Problems to work on
- 1) Transcribe the passage on ultrasonic echo data word for word, from "The transmission module" to "and from the ultrasonic transducer 21.".
- 2) Pick up the passage on ultrasonic echo data after its last sentence and carry it forward.
-- Start Excerpt to read --
The transmission module 103 outputs a transmission signal of a predetermined frequency to the ultrasonic transducer 21 of the transducer 2 via the switching module 105 under the control of the signal processing module 101. The ultrasonic transducer 21 transmits an ultrasonic wave (transmission wave 3) into the water based on the transmission signal. The ultrasonic transducer 21 receives a reflected wave of the transmitted ultrasonic wave and outputs a reception signal having a magnitude corresponding to the intensity of the reflected wave to the reception module 104 via the switching module 105. The switching module 105 switches transmission and reception of signals to and from the ultrasonic transducer 21.

The reception module 104 generates echo data indicating an echo intensity for each depth based on a reception signal from the ultrasonic transducer 21. Specifically, the reception module 104 generates, as echo data, data in which an elapsed time from a timing at which the ultrasonic wave (transmission wave 3) is transmitted is associated with the intensity of the reflected wave, and outputs the generated echo data to the signal processing module 101. Here, the elapsed time from the timing at which the ultrasonic wave is transmitted corresponds to the depth.

The intensity of the reflected wave attenuates as the depth increases. Therefore, the reception module 104 corrects the intensity of the reflected wave that attenuates according to the elapsed time and outputs the echo data with the corrected intensity to the signal processing module 101 in order to be able to quantitatively handle the echo data regardless of the difference in depth. This correction process may be performed by the signal processing module 101 instead of the reception module 104.
-- End Excerpt to read --
-- Start Provided data --
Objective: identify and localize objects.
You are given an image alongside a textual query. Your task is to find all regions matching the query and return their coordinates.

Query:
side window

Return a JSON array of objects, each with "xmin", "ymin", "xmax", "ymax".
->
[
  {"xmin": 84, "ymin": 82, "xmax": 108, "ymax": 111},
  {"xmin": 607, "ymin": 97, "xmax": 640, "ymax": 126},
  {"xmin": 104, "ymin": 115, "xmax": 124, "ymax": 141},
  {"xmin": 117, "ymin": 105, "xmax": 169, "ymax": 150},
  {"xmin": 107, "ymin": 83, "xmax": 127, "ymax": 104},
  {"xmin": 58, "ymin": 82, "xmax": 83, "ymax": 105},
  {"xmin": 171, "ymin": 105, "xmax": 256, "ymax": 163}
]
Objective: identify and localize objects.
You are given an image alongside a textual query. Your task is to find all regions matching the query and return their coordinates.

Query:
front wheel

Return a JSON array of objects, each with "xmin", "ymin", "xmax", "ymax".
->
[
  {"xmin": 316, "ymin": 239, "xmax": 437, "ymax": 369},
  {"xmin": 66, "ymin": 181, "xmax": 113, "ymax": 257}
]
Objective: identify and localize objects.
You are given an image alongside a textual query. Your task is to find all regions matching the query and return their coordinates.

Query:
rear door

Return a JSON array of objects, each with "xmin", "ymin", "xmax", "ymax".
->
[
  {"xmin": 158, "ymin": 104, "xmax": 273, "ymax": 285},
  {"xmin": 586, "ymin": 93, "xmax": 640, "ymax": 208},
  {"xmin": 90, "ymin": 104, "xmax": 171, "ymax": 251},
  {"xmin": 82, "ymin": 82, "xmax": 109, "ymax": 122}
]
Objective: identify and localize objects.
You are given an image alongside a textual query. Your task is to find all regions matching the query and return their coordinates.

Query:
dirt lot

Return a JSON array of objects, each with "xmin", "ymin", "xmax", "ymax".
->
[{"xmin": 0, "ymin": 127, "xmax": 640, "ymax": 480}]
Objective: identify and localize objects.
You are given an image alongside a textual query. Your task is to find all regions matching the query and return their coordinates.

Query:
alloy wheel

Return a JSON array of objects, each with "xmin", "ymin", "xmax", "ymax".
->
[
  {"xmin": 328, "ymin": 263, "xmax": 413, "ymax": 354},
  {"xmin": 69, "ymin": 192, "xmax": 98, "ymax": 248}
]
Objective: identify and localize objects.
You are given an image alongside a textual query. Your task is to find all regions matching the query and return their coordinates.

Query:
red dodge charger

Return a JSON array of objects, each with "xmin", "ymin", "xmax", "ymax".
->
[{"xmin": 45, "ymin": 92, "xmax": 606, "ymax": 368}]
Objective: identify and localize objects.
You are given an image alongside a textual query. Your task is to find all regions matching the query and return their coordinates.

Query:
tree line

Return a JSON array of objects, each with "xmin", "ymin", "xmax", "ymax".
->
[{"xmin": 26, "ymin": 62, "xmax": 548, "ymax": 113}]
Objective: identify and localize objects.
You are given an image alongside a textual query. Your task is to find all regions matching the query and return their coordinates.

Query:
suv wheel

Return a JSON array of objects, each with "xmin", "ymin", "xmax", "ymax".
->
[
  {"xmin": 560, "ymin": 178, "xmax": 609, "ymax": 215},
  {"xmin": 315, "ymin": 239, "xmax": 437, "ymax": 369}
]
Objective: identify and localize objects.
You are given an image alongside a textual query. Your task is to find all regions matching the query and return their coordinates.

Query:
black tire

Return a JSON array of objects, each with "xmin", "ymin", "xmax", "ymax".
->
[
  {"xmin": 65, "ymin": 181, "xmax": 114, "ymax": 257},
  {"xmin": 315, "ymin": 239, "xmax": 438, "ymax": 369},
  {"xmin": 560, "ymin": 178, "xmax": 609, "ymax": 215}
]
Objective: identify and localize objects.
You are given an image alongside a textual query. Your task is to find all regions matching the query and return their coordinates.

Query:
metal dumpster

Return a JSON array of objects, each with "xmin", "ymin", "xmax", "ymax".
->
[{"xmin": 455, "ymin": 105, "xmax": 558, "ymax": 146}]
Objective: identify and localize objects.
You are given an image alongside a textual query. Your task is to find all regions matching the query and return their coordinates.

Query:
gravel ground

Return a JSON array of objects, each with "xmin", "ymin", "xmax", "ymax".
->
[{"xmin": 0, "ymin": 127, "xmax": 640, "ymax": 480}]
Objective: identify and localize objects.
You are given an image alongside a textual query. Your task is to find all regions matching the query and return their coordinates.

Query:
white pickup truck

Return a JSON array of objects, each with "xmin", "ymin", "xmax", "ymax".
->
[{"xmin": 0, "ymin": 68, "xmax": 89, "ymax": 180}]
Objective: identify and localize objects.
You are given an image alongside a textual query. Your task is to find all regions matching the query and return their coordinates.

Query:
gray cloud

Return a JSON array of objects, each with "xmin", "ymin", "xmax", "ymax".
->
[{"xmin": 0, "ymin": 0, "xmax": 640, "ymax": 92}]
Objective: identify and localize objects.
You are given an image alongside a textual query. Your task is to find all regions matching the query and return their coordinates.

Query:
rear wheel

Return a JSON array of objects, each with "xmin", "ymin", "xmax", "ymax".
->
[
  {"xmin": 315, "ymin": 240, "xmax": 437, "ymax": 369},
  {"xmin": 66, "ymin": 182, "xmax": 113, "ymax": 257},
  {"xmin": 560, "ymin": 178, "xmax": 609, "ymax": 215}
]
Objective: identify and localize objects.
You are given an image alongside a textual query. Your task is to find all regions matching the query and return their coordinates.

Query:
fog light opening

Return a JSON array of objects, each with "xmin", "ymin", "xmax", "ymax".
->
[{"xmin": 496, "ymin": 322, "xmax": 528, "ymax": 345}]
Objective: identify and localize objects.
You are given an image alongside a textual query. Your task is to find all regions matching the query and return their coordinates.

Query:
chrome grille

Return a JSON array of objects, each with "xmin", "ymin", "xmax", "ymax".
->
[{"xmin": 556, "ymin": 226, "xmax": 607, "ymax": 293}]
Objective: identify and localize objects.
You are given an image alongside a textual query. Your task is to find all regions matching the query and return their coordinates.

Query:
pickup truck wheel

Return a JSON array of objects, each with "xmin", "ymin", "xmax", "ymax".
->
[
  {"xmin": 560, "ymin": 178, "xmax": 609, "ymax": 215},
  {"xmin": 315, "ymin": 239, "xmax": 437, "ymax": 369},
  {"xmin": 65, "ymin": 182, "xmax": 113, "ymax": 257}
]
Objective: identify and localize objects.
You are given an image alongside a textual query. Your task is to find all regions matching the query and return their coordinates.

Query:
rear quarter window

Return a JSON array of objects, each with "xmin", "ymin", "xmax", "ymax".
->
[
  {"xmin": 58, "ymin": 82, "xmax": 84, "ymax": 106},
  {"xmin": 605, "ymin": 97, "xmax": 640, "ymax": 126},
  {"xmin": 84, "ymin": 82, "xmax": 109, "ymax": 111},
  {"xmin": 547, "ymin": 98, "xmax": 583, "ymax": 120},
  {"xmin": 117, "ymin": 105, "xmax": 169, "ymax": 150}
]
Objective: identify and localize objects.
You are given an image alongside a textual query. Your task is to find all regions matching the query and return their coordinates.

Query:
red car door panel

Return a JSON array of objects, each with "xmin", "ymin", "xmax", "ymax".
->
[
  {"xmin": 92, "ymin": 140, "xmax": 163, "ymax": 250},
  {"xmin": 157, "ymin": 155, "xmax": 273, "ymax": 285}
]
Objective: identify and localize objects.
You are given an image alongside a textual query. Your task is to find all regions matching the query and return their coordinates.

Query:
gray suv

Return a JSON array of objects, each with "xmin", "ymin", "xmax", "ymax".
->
-- End Provided data --
Answers for this exercise
- 1)
The transmission module 103 outputs a transmission signal of a predetermined frequency to the ultrasonic transducer 21 of the transducer 2 via the switching module 105 under the control of the signal processing module 101. The ultrasonic transducer 21 transmits an ultrasonic wave (transmission wave 3) into the water based on the transmission signal. The ultrasonic transducer 21 receives a reflected wave of the transmitted ultrasonic wave and outputs a reception signal having a magnitude corresponding to the intensity of the reflected wave to the reception module 104 via the switching module 105. The switching module 105 switches transmission and reception of signals to and from the ultrasonic transducer 21.

- 2)
The signal processing module 101 includes an arithmetic processing circuit such as a CPU and an integrated circuit such as an FPGA. The memory 102 includes a ROM, a RAM, a hard disk, and the like. The memory 102 stores various programs. These programs include a program that causes the signal processing module 101 (computer) to execute a function of transmitting a transmission wave underwater and a function of processing echo data to generate an image. The memory 102 is used as a work area when the signal processing module 101 performs processing. The signal processing module 101 controls each unit by a program stored in the memory 102. The process of transmitting the transmission wave underwater will be described later with reference to FIG. 8.

The input unit 106 includes an input unit such as a mouse or a keyboard, and receives an input from a user. The input unit 106 may be a touch panel integrated with the display unit 107. The display unit 107 includes a display device such as a CRT monitor or a liquid crystal panel, and displays an image generated by the signal processing module 101. As will be described later, an echo image generated based on the echo data is displayed on the display unit 107.

The signal processing module 101 acquires echo data in which a depth and an echo intensity are associated with each other for each transmission (each ping) of an ultrasonic wave (transmission wave 3). The signal processing module 101 generates an echo image based on echo data of 1 frame (a plurality of pings) continuously acquired, and causes the display unit 107 to display the echo image. The echo image may be referred to as an echo diagram. The echo image is an image in which echo intensity is distributed in a coordinate region having two axes of depth and time. In the echo image, coloring or shading is applied to each pixel with a gradation corresponding to the intensity of the reflected wave (echo intensity). A user such as a fisherman can grasp the position and range of the school of fish in the water by referring to the echo image displayed on the display unit 107.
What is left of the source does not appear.